**Your objective:** Continue the piece on how settle supports home schooling from where it stops.

How settle is supporting home schooling
Sally Veitch, settle Chair
The past 12 months have brought challenges for us all, impacting everyone in different ways – concerns about our health, separation from loved ones, and for parents and carers of younger families, an added layer of complexity brought about by school closures. As the mother of three boys – currently home-schooling, again – this has certainly rung true!
There is a phrase widely in use at settle since the outbreak of COVID-19 that I think applies especially well in this context: do the best you can. This is something settle has focused on supporting our people and customers to do during the pandemic. From flexible working hours and full pay when sick or isolating for colleagues; to thousands of well-being calls and support with essential medicines and other items for customers, settle – like housing providers across the UK – has tried to do the best we can.
Can-do culture
Since taking over as Chair at settle in September, I have been blown away by the positive, can-do culture in the organisation. My background is in retail and finance so I know the value of an engaged workforce in successfully delivering your business aims. Without colleague buy-in you can say all the nice things you like as a leadership team, but your chances of success are slim. Actions speak much louder than words.
This is why I have been so pleased to see the recent work of the settle forum on identifying the additional support needs of working parents during lockdown 3.0.
Rapid colleague feedback
As a result of rapid focus groups held via Teams as the organisation returned to work in January, the settle forum – made up of settle colleagues – has made a clear case on behalf of their working parent colleagues about the best ways to help over the coming weeks.
36 colleagues who are parents and carers – around 15% of our workforce – have now agreed flexible parental support packages to manage their work / life balance and caring responsibilities during the current lockdown. We know circumstances change and are clear in our commitment to keep reviewing the support in place as and when colleagues need to access this.
Research insights
Some of the insights from the settle forum research are worth sharing, to see if they echo or can perhaps inform the approach of others.

**Exercise data:**

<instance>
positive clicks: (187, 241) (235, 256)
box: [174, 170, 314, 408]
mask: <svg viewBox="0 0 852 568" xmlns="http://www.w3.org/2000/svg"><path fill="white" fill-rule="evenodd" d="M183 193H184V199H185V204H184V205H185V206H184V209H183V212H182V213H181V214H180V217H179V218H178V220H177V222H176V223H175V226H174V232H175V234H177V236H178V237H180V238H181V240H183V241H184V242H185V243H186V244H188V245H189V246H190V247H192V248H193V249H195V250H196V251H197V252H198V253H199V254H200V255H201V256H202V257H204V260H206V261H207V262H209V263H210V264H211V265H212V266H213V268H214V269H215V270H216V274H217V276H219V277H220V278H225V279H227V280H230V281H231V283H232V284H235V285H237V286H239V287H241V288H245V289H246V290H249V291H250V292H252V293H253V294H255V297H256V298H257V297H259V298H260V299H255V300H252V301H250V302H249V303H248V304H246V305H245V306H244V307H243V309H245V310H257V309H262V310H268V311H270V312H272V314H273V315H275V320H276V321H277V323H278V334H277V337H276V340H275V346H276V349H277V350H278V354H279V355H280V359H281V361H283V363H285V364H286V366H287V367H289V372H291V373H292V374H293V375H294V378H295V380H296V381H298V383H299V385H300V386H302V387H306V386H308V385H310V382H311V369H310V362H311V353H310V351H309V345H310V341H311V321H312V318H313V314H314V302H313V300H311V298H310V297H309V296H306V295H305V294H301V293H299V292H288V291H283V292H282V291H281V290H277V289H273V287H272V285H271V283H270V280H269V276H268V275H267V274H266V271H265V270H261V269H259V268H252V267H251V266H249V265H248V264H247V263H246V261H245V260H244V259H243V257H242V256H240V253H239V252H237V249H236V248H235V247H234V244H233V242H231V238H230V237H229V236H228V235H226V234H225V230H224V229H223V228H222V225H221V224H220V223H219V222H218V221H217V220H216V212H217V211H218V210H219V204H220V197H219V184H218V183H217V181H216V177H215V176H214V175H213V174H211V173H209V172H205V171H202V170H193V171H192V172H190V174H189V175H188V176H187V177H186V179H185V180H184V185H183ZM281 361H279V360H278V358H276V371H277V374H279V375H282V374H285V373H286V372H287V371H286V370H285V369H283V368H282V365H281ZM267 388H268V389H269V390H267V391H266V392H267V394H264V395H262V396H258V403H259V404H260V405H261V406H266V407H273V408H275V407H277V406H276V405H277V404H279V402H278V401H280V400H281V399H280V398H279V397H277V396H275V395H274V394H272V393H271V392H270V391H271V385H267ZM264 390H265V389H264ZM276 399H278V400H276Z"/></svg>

**Output of the task:**
First, the forum found that colleagues had a strong desire to continue to support each other during lockdown and to deliver the best service they can to customers. Our support offer for parents now includes paid parental leave, as opposed to furlough. Several colleagues commented on their concern at potentially leaving other team members to pick up things in their absence, were they to take longer periods of time out. Discussions across teams have enabled colleagues to take the time they need along with balancing workloads to ensure we continue delivering for our residents.
Second, access to laptops and tablets to facilitate home-learning continues to be a challenge for many households. This comes as schools now seem to have higher expectations than before on pupil home-schooling, with greater reliance on using devices to access online learning. Having the right IT kit is vital to ensure children do not fall too far behind in their education, and I’m really pleased that settle is also supporting parents with access to loans of laptops and tablets, as well as widening this offer to schools near our base in North Hertfordshire where equipment to support home learning would also help our residents.
At settle, we have taken the steps we feel are right to support our people and customers through the pandemic as it continues to unfold. Other housing providers will have different pinch points. For me, the key point is doing what is right to deliver our social purpose to help people to live comfortably in their homes and to live the life they choose. When the dust has finally settled on COVID-19, I want to ensure settle has done the best we can to help our people and our customers. I’d be delighted to share any aspect of our work with others to ensure this can be true across the housing sector.